Dataset:
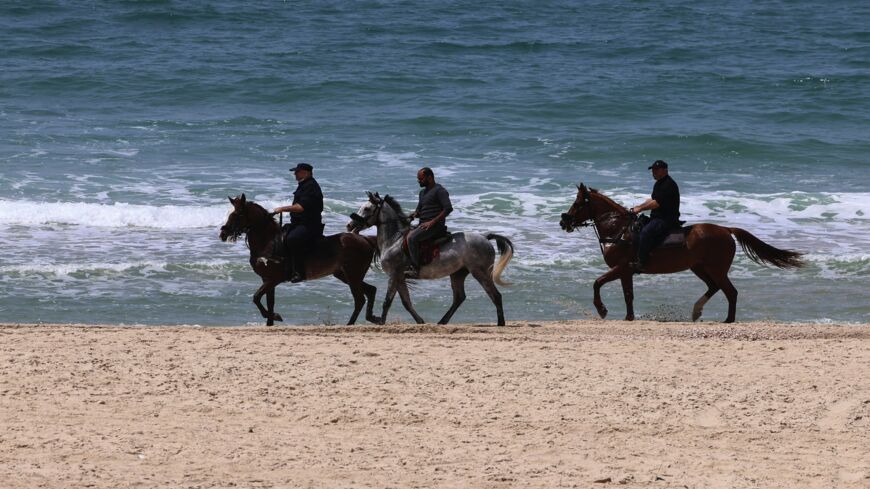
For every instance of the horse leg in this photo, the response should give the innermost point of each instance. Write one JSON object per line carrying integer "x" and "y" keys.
{"x": 485, "y": 279}
{"x": 370, "y": 292}
{"x": 356, "y": 290}
{"x": 628, "y": 294}
{"x": 712, "y": 288}
{"x": 270, "y": 305}
{"x": 406, "y": 301}
{"x": 608, "y": 276}
{"x": 731, "y": 294}
{"x": 457, "y": 283}
{"x": 265, "y": 289}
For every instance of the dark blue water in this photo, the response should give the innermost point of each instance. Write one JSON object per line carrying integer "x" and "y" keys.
{"x": 124, "y": 126}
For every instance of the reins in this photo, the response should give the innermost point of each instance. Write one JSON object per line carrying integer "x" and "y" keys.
{"x": 587, "y": 201}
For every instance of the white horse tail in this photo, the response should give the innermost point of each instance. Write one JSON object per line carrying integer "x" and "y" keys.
{"x": 506, "y": 250}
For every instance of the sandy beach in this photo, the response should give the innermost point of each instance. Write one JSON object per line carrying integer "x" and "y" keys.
{"x": 550, "y": 404}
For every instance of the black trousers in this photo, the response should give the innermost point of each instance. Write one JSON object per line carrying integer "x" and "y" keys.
{"x": 652, "y": 235}
{"x": 298, "y": 240}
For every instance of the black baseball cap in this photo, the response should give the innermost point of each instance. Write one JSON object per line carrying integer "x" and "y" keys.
{"x": 302, "y": 166}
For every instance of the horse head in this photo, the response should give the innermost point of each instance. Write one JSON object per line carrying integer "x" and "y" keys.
{"x": 245, "y": 215}
{"x": 367, "y": 215}
{"x": 581, "y": 210}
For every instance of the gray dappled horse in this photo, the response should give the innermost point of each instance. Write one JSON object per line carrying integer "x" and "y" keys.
{"x": 464, "y": 253}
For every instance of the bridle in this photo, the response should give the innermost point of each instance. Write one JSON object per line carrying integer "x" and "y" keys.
{"x": 587, "y": 201}
{"x": 593, "y": 218}
{"x": 373, "y": 219}
{"x": 235, "y": 231}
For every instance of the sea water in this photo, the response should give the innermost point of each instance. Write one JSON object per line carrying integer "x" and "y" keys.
{"x": 124, "y": 127}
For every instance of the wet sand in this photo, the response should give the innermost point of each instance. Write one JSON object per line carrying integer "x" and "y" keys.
{"x": 550, "y": 404}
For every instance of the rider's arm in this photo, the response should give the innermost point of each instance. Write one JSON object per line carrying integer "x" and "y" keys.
{"x": 446, "y": 209}
{"x": 648, "y": 205}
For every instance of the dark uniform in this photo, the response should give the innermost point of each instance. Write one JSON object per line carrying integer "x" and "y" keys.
{"x": 305, "y": 227}
{"x": 662, "y": 219}
{"x": 431, "y": 203}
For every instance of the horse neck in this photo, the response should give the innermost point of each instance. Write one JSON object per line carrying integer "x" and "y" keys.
{"x": 391, "y": 227}
{"x": 610, "y": 218}
{"x": 261, "y": 234}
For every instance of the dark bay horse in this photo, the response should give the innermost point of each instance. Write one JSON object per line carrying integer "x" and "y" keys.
{"x": 346, "y": 256}
{"x": 708, "y": 251}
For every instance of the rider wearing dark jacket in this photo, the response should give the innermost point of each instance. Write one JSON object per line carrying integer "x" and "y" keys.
{"x": 665, "y": 215}
{"x": 305, "y": 220}
{"x": 433, "y": 208}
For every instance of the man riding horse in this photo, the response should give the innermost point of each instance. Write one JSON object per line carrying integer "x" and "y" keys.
{"x": 665, "y": 215}
{"x": 305, "y": 226}
{"x": 433, "y": 207}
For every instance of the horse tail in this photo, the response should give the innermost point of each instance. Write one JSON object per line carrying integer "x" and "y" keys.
{"x": 761, "y": 252}
{"x": 506, "y": 250}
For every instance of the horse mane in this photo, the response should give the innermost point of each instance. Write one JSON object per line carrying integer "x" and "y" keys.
{"x": 264, "y": 214}
{"x": 607, "y": 200}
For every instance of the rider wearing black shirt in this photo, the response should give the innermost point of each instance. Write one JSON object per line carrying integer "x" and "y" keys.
{"x": 305, "y": 220}
{"x": 665, "y": 215}
{"x": 432, "y": 209}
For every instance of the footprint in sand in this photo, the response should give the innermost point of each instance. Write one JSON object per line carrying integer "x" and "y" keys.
{"x": 710, "y": 417}
{"x": 838, "y": 416}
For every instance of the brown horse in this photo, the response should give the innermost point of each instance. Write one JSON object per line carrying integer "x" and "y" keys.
{"x": 345, "y": 256}
{"x": 708, "y": 251}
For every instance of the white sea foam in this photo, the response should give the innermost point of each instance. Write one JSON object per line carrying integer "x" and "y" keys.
{"x": 119, "y": 214}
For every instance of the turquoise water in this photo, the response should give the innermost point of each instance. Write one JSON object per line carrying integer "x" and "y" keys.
{"x": 125, "y": 125}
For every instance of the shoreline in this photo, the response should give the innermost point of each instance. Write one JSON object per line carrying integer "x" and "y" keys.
{"x": 533, "y": 404}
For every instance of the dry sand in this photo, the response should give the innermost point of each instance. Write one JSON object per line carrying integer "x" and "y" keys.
{"x": 567, "y": 404}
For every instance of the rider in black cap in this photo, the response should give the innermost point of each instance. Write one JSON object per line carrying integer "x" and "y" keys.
{"x": 305, "y": 225}
{"x": 665, "y": 215}
{"x": 433, "y": 207}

Task prompt:
Lay out the lines from the one containing "For every instance of the rider in" through the end of the items above as a numbered list, leaving out any blank lines.

Output for this exercise:
1. For every instance of the rider in black cap in this photo, the response should give the innermost point of each instance. Write one JSON object per line carrying integer "x" and "y" keys.
2. {"x": 305, "y": 225}
3. {"x": 665, "y": 215}
4. {"x": 433, "y": 207}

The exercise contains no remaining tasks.